*** Data listing Section Begins ***

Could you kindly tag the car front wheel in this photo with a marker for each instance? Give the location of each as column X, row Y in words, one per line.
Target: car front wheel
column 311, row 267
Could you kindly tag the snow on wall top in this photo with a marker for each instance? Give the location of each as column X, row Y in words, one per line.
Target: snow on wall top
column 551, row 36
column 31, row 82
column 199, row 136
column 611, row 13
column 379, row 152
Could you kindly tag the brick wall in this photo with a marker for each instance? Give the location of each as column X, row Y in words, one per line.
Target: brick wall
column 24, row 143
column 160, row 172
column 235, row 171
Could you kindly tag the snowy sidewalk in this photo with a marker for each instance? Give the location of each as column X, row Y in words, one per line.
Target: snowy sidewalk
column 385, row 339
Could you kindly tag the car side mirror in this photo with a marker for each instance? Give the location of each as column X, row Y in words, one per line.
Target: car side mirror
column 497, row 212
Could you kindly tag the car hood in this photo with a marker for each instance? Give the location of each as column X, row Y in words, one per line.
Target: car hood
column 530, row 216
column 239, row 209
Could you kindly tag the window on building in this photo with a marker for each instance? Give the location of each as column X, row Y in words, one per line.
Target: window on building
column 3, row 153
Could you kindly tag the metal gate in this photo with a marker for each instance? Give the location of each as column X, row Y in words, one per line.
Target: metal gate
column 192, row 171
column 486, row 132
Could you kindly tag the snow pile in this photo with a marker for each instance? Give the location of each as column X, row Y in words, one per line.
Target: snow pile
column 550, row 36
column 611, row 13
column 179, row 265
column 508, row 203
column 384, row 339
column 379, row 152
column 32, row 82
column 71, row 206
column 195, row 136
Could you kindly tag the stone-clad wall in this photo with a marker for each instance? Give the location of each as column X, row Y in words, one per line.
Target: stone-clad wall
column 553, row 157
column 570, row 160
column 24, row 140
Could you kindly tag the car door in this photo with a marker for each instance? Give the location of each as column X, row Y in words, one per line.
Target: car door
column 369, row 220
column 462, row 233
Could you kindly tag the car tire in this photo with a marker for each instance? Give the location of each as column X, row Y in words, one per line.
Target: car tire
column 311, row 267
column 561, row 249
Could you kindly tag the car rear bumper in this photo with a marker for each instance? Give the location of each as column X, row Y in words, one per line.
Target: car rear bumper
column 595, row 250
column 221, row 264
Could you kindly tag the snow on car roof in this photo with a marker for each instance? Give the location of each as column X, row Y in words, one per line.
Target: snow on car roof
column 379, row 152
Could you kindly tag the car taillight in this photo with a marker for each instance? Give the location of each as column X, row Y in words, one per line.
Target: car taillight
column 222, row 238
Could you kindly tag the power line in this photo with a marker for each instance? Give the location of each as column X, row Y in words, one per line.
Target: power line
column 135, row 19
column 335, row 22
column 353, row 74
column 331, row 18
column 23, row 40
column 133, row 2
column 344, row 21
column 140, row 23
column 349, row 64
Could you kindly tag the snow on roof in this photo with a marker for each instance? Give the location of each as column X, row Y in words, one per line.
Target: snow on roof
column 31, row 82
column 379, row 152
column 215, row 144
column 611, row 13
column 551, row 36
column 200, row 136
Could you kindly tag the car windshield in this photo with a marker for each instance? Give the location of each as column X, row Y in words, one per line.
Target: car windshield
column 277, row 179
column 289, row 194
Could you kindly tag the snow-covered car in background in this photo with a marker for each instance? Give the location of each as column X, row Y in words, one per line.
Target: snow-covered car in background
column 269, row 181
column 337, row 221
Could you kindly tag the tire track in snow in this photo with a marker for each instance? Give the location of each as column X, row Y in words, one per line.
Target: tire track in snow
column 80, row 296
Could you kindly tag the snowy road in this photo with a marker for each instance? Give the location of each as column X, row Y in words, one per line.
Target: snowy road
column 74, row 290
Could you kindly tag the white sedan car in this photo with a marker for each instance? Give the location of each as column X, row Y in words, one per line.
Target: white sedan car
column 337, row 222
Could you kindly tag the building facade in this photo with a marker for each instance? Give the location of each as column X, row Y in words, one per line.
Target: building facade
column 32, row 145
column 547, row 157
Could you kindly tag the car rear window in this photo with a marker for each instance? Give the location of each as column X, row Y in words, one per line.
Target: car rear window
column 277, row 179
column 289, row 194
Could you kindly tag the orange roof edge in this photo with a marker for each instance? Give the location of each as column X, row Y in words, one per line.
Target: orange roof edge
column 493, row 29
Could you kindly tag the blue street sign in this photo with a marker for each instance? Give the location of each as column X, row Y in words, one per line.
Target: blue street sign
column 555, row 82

*** Data listing Section Ends ***

- **Task prompt**
With every word kept as it is, set down the entries again.

- **Output for this task**
Could you kindly tag the car front wheel in this photo with a marker for each instance? Give the location of each as column X, row Y in words, one per line.
Target: car front wheel
column 311, row 267
Could you kindly tag the snow on wall top in this photo with a marker for each instance? Give the location of each as column X, row Y in words, one per line.
Target: snow on wall top
column 551, row 36
column 31, row 82
column 199, row 136
column 611, row 13
column 379, row 152
Could you kindly tag the brick wall in this photo with a marker for each instance? Give the location of each as column X, row Y in words, one per line.
Target: brick wall
column 24, row 143
column 160, row 172
column 235, row 171
Could you kindly tag the snowy sidewalk in this photo with a marker for each instance? Give the location of each as column X, row Y in words, one per line.
Target: snowy sidewalk
column 385, row 339
Could you kindly tag the car side mirror in this photo with a marker for each instance? Give the location of each as column X, row Y in words, one per line.
Target: car side mirror
column 497, row 212
Could you kindly tag the car hood in this photo with a marker for each instance? Give the location of each as column X, row Y in words, one per line.
Target: car hood
column 530, row 216
column 239, row 209
Could you kindly tag the window on building in this photo with a marker for each instance? Give the location of each as column X, row Y in words, one per line.
Target: window on building
column 3, row 153
Could you kindly tag the metal gate in this photo with a marker for each instance? Give the location of each as column X, row Y in words, one per line.
Target: metal gate
column 192, row 171
column 486, row 132
Could you kindly tag the snow pile in this photo with a marker for each instance? Give the location of each as column X, row Y in words, one per line.
Target: snow pile
column 550, row 36
column 611, row 13
column 179, row 265
column 508, row 203
column 384, row 339
column 379, row 152
column 32, row 82
column 71, row 206
column 195, row 136
Could you kindly tag the stone-clad wall in this photo with a marker for each instance? Give the location of each as column X, row Y in words, one per line.
Target: stone-clad wall
column 553, row 157
column 570, row 160
column 24, row 140
Could you kindly tag the car door in this photo with a marker for each instance? Give the location of each as column X, row Y in words, one per line.
Target: car door
column 369, row 220
column 462, row 233
Could you kindly tag the car tire in this photo with a marker for each instance? Give the location of each as column X, row Y in words, one per line.
Target: car tire
column 311, row 267
column 561, row 249
Could you kindly tag the car rear bumper in this photo with a marker for each instance? Give the location of each as column X, row Y in words, one per line.
Target: car rear bumper
column 595, row 250
column 221, row 264
Could you kindly tag the snow on car roof in this photo with a marker for each instance? Give the location of each as column X, row Y in words, one per line.
Target: snow on car roof
column 379, row 152
Could you kindly tag the car taillight in this photo with a marker for each instance? Give the location of each as column X, row Y in words, one per line.
Target: car taillight
column 222, row 238
Could you kindly tag the power line in this photo with a marker for each instance? Give the location of each as column X, row Y in words, one per line.
Target: power line
column 135, row 19
column 335, row 22
column 353, row 74
column 331, row 18
column 23, row 40
column 133, row 2
column 344, row 21
column 140, row 23
column 349, row 64
Could you kindly tag the snow on roof in this photo with a marker for each instance? Give the location of each as column X, row Y in words, one per line.
Target: snow on roof
column 31, row 82
column 379, row 152
column 215, row 144
column 611, row 13
column 551, row 36
column 200, row 136
Could you kindly tag the car windshield in this photo with a marker for each instance? Give the location of each as column X, row Y in words, one per line.
Target: car windshield
column 277, row 179
column 289, row 194
Could you kindly tag the snow-covered car in background in this photo with a marker for each instance? Give the location of each as column X, row Y in words, one per line.
Target: snow-covered car in background
column 269, row 181
column 337, row 221
Could you kindly tag the tire track in snow in this photo with a marker for each instance? Give the location of each as column X, row Y in words, one per line.
Target: tire track in snow
column 80, row 296
Could you kindly tag the snowy road in this photo with a marker for each instance? Give the location of each as column X, row Y in words, one per line.
Target: snowy road
column 74, row 290
Could you kindly tag the white sedan car in this photo with a marker for each instance? Give the location of each as column X, row Y in words, one per line.
Target: white sedan car
column 337, row 222
Could you kindly tag the building facade in this photo with a marker for each instance? Give the location of each as column X, row Y in words, one per line.
Target: building facade
column 32, row 145
column 547, row 157
Could you kindly tag the car rear window in this photo with a marker for each instance? Give the location of each as column X, row Y in words, one per line.
Target: car rear window
column 277, row 179
column 289, row 194
Could you kindly tag the orange roof edge in this photo with a marker for each instance? Give the location of each as column X, row Y in words, one per line.
Target: orange roof edge
column 493, row 29
Could you kindly tag the blue street sign in this photo with a marker for each instance? Give the location of each as column X, row Y in words, one per line.
Target: blue street sign
column 555, row 82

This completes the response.